:: TEXT

The new knowledge worker

What are knowledge workers? Are they a new breed or just a variation of the 20th century professional class? Neal Gorenflo, co-founder and publisher of Shareable Magazine, has identified (a very preliminary idea) a certain type of knowledge worker:

  • Knowledge workers understand information as currency. Sharing is a core strategy for success even in a corporate context. This can bring knowledge workers to the commons. 
  • Their worldview is informed by systems thinking or is polyglot. It’s not informed by a single political ideology.
  • They understand that influence depends on the ability to persuade, and that choice of language is important. They will not use political language that has been marginalized. They’re all in this sense salespeople.
  • Knowledge workers can become moderate radicals, meaning they believe that fundamental change is needed but are politically a mixed bag, they borrow ideas from left and right, from religion, from science. And they have friends and relatives on both side of the political spectrum.
  • They do not have stable identities or their identities are not wrapped up in a single belief system. They are always wondering who they are. This is a source of angst.  But what they lack in identity, they make up for in opportunity. They have options.

My first reaction to this list was how obvious it is that these knowledge workers practice critical thinking; questioning all assumptions, including their own. These knowledge workers are united by networked and social learning and connected more so to the external environment than whatever internal team they happen to be working with. They have the long view, often unencumbered by dogma, but also short on quick, simple answers. They see the humour in H.L. Mencken’s comment that, “For every complex problem there is an answer that is clear, simple, and wrong.”

If this is the new knowledge worker, what could that mean for the 21st century workplace?

::::

In the text about the new knowledge worker, who identified the type of knowledge worker described in the list?

:: EXTRACTED MATERIAL

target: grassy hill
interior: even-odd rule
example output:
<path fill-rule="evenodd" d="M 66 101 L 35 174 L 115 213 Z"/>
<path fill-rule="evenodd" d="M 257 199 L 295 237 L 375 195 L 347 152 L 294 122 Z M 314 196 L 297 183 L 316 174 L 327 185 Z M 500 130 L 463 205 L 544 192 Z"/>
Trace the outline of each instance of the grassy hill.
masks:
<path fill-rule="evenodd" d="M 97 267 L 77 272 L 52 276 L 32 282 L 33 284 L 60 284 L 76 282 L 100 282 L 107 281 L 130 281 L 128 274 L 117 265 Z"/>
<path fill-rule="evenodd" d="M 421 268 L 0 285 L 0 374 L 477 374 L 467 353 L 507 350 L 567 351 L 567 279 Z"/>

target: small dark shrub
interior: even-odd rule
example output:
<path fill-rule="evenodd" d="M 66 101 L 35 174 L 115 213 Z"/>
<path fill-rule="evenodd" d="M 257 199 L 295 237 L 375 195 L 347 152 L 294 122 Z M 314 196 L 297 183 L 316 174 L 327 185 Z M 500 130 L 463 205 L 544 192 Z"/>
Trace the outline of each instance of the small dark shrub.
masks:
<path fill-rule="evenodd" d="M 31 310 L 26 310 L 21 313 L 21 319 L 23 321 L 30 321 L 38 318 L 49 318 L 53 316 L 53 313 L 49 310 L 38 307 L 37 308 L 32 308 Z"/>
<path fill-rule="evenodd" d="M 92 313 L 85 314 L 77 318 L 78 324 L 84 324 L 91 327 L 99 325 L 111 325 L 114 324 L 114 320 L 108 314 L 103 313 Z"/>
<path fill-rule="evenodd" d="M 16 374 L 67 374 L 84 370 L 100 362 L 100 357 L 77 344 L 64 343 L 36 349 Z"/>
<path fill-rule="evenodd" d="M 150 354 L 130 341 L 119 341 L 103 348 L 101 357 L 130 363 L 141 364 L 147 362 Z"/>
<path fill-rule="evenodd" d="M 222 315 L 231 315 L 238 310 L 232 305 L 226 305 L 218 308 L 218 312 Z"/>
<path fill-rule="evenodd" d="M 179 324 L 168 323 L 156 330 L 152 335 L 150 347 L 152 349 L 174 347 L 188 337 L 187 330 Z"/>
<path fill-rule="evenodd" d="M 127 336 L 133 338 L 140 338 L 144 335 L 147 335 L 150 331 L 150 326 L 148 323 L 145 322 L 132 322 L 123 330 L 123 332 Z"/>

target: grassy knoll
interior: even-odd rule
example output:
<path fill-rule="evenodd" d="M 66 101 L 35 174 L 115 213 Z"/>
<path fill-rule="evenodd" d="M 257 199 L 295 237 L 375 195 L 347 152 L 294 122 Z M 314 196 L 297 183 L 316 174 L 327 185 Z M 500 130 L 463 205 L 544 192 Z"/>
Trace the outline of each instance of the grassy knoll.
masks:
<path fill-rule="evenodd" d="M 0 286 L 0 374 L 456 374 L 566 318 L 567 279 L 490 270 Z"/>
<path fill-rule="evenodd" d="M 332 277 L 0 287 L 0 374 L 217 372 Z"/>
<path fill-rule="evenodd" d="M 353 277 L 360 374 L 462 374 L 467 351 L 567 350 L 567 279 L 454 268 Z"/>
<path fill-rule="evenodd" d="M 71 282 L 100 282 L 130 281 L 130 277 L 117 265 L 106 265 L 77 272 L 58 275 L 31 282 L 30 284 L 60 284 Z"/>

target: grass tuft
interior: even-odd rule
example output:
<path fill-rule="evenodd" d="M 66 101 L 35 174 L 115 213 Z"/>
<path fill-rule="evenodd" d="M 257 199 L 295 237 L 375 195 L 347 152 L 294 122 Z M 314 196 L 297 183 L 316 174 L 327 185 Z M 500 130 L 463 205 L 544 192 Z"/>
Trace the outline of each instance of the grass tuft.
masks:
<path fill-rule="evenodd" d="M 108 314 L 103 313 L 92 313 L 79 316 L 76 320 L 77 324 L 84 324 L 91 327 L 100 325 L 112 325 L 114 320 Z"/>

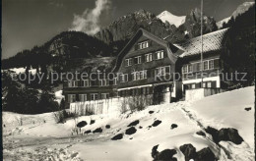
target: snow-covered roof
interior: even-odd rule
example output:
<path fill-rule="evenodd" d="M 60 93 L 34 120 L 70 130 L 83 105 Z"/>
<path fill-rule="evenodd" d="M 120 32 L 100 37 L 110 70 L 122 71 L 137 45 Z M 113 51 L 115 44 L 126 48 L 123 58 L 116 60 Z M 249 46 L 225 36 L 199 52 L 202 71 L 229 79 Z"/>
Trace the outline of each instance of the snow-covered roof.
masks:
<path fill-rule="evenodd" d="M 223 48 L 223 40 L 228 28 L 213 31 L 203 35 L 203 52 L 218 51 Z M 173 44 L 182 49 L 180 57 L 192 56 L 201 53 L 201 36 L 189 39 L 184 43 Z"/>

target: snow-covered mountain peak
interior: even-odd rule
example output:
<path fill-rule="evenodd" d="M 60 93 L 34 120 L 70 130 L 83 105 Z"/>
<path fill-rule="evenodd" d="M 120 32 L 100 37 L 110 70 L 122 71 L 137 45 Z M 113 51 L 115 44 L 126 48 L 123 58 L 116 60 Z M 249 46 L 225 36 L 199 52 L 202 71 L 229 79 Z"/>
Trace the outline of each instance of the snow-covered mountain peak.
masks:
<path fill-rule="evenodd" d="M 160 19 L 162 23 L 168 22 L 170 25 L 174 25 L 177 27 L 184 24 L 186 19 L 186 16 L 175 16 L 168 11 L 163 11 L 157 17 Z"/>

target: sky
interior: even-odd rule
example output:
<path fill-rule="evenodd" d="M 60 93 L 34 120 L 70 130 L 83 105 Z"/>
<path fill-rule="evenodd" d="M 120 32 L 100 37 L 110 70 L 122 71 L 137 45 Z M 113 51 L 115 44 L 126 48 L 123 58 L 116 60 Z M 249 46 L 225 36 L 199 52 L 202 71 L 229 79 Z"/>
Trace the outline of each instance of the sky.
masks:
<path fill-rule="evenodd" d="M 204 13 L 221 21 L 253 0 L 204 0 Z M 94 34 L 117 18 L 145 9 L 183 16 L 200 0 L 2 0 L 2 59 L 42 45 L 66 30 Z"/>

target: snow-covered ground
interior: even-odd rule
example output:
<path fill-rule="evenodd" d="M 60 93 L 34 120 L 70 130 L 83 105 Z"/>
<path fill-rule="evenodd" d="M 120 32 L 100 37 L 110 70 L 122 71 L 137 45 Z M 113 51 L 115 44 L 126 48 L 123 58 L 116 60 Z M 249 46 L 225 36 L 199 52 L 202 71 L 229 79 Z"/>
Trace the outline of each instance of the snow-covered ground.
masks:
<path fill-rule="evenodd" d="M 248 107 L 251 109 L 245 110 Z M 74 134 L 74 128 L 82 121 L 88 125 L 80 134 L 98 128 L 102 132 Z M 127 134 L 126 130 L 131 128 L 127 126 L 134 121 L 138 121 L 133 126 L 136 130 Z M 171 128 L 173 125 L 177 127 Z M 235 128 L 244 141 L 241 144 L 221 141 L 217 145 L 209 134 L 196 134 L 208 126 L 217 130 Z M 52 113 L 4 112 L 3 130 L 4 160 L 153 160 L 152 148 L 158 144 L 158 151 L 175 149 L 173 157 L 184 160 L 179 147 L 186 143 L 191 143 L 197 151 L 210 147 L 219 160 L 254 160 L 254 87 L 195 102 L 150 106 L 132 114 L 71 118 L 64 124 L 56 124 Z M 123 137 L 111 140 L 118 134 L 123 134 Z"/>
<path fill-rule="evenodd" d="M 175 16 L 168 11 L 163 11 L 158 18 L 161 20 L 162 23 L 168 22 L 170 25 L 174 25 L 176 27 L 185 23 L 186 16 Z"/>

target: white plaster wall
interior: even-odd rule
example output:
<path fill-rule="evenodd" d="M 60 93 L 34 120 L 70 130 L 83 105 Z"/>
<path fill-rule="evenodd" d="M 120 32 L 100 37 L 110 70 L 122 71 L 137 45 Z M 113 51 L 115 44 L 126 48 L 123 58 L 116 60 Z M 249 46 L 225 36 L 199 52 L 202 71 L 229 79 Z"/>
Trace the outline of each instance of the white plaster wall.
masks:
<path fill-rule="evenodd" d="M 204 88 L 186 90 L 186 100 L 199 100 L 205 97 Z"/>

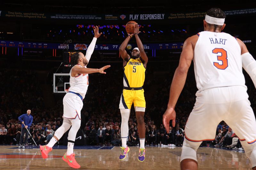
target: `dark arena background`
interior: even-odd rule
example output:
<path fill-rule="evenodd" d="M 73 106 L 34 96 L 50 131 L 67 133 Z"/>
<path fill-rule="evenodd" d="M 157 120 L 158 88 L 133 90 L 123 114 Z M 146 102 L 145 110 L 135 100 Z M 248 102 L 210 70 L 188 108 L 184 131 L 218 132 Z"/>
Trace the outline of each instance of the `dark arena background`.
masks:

::::
:: EXTRACTED MATERIAL

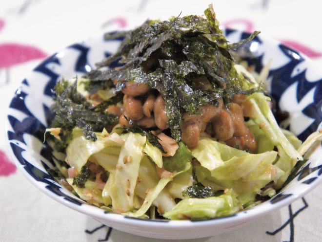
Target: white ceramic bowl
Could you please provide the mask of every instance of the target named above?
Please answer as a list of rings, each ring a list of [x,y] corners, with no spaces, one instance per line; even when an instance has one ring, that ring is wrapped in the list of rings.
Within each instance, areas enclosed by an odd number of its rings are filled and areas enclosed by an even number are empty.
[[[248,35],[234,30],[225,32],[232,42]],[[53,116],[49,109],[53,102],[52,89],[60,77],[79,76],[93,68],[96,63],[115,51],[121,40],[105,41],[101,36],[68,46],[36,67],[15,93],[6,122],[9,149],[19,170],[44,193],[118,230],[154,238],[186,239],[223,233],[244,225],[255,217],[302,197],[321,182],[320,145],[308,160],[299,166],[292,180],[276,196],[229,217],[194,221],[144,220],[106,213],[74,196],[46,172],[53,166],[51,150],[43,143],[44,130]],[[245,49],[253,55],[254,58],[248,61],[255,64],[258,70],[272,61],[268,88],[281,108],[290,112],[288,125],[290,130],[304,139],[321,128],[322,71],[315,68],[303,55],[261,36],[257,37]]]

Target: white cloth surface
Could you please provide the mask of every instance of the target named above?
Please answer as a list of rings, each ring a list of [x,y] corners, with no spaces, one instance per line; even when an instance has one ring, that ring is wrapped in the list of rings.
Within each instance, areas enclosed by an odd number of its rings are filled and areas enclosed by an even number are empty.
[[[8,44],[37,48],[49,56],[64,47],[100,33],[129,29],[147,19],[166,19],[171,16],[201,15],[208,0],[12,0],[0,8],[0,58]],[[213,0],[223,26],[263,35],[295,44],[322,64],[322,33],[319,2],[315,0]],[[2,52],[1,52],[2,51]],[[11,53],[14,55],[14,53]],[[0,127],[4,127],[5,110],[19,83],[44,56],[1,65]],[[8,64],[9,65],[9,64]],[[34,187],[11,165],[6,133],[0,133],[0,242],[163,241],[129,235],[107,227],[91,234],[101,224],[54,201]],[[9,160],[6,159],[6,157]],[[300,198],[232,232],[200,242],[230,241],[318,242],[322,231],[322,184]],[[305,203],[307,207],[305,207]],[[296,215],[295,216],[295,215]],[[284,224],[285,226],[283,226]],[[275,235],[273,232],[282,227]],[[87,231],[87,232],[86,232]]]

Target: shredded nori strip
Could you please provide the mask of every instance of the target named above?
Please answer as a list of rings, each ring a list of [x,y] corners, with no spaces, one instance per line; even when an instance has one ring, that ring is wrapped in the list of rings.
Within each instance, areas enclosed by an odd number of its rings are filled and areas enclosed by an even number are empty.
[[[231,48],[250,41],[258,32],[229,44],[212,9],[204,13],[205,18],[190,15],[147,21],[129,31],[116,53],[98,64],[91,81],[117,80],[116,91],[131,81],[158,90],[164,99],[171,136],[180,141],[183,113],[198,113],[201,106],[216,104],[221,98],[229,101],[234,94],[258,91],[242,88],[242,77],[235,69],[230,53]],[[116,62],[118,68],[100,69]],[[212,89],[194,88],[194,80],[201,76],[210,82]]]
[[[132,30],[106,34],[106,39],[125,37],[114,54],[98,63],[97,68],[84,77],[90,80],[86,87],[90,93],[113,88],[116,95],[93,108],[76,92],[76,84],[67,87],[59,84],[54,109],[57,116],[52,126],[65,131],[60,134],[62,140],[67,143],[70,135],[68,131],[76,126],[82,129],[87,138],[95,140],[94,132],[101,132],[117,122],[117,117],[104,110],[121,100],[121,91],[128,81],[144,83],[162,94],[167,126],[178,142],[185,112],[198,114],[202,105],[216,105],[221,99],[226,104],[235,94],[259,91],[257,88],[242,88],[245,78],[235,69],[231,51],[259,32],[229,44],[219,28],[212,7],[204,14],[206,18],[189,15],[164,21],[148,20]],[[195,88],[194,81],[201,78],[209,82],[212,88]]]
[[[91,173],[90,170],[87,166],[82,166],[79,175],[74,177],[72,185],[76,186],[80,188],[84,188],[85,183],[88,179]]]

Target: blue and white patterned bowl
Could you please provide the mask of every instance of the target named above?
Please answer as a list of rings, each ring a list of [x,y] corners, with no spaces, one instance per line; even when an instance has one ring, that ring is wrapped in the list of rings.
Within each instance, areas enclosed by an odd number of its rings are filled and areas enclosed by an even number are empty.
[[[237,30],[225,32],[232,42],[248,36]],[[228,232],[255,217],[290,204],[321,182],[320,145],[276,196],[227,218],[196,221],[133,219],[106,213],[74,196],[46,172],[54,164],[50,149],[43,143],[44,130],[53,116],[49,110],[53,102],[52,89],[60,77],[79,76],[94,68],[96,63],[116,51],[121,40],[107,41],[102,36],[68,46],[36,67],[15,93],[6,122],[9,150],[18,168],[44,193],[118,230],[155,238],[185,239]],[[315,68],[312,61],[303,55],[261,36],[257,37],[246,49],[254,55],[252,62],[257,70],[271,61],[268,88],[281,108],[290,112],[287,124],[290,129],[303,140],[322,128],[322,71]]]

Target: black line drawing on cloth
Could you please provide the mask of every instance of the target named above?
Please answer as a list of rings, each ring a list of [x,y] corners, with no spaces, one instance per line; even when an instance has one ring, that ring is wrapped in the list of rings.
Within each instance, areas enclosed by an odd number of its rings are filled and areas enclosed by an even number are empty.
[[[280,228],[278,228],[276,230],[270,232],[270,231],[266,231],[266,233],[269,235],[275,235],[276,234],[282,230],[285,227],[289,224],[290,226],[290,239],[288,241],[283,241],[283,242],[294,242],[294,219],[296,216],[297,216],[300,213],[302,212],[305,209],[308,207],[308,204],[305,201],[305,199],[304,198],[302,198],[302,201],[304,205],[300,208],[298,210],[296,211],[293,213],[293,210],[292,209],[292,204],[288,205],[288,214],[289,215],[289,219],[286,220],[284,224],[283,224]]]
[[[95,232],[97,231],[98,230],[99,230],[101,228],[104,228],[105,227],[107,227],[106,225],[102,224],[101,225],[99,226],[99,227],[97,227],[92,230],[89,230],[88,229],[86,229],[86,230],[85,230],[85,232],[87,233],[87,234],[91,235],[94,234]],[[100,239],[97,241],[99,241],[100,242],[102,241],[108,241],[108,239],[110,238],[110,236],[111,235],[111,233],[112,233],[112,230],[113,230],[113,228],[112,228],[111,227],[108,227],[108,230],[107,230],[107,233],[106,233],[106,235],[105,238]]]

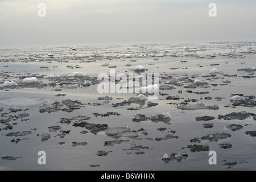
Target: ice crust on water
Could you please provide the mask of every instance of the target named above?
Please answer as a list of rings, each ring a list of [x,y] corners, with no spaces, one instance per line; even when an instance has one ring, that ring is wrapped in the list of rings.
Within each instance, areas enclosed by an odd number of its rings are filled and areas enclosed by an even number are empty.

::::

## THE RESULT
Neal Gorenflo, co-founder and publisher of Shareable Magazine.